=== Raw data ===
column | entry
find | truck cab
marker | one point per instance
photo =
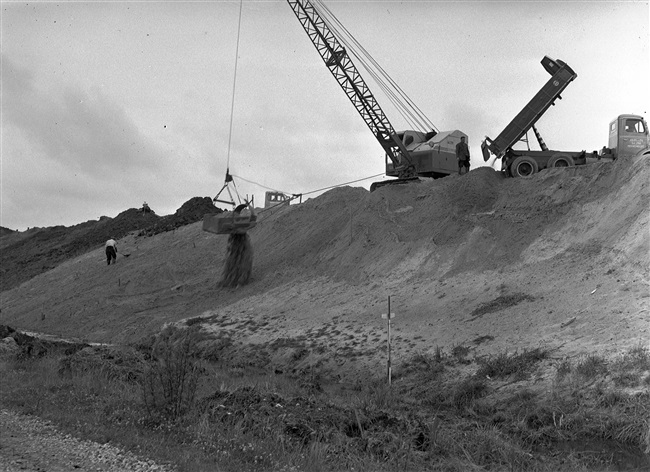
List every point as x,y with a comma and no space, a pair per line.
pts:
628,136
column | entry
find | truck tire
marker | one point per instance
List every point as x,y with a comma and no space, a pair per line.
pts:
524,166
561,160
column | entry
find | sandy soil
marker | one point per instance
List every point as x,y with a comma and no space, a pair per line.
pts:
558,260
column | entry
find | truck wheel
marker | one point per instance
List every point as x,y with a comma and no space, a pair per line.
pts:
561,160
524,166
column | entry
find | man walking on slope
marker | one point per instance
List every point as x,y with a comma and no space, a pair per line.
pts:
462,154
111,251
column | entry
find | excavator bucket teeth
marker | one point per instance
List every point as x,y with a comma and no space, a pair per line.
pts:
228,223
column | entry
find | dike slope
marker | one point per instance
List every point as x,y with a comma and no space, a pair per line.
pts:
560,259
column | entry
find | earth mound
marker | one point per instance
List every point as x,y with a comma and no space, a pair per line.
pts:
479,262
29,253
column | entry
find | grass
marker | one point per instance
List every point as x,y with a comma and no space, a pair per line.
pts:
440,413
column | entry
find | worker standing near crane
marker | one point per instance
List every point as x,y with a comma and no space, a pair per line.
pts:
111,251
462,154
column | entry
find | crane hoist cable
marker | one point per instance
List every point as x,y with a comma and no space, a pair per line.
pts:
233,223
229,180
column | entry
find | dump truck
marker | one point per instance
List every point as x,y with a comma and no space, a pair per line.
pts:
628,133
520,163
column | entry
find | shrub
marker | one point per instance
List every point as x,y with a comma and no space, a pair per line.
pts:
170,381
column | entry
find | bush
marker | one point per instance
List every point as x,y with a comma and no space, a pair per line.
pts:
170,381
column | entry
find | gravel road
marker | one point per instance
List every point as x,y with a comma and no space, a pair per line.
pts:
28,443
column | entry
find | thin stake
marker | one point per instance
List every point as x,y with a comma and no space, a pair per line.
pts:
388,337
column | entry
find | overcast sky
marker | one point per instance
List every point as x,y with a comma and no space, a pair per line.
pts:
109,104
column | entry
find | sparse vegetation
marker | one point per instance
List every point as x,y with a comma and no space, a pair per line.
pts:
505,365
439,414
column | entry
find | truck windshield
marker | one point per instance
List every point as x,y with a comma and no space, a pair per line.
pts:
634,126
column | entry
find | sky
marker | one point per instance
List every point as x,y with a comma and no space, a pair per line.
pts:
107,104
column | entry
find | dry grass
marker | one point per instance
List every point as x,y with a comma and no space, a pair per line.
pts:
434,417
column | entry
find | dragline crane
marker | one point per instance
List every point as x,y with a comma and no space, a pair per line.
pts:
409,154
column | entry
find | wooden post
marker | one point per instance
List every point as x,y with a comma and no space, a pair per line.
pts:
388,317
388,338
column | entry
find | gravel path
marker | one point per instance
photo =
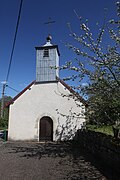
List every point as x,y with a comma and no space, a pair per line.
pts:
40,161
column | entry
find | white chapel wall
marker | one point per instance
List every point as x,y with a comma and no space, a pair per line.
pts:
45,100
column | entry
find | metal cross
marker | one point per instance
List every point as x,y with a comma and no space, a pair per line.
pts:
49,22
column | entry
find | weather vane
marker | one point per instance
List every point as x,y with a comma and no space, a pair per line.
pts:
49,22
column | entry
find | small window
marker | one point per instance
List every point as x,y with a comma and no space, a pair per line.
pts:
46,53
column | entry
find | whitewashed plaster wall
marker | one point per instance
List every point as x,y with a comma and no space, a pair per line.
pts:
45,100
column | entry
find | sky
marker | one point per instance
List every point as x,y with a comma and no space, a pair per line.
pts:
32,32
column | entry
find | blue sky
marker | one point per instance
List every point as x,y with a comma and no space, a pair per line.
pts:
32,32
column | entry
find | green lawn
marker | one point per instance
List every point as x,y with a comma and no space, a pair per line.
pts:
103,129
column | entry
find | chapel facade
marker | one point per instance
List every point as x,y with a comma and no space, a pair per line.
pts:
47,109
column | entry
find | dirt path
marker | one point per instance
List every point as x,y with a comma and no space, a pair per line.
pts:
36,161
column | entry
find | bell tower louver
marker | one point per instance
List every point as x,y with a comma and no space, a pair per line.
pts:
47,58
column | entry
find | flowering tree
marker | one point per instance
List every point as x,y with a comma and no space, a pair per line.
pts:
99,66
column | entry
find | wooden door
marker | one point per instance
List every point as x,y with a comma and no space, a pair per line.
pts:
46,129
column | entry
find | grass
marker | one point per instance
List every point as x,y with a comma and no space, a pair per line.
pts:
103,129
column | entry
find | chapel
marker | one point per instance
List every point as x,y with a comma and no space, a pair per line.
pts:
47,109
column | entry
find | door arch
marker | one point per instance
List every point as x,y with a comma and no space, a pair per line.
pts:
46,129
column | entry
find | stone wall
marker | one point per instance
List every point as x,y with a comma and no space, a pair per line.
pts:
103,147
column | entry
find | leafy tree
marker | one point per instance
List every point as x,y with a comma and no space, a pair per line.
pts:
99,66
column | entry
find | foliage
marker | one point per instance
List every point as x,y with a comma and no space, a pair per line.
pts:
99,66
103,129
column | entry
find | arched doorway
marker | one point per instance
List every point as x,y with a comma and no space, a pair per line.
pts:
46,129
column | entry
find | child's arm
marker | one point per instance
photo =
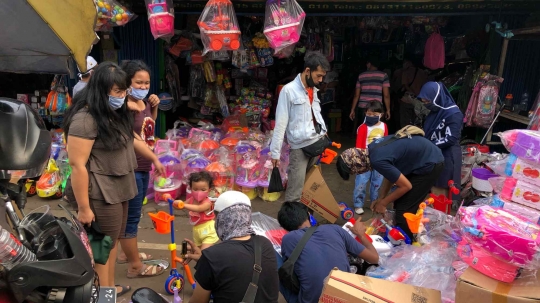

=== Assignment ===
Only lines that hold the string "crane" belong in the answer, so copy every one of them from the records.

=== Problem solution ===
find | worker standing near crane
find | crane hoist cable
find | dragline crane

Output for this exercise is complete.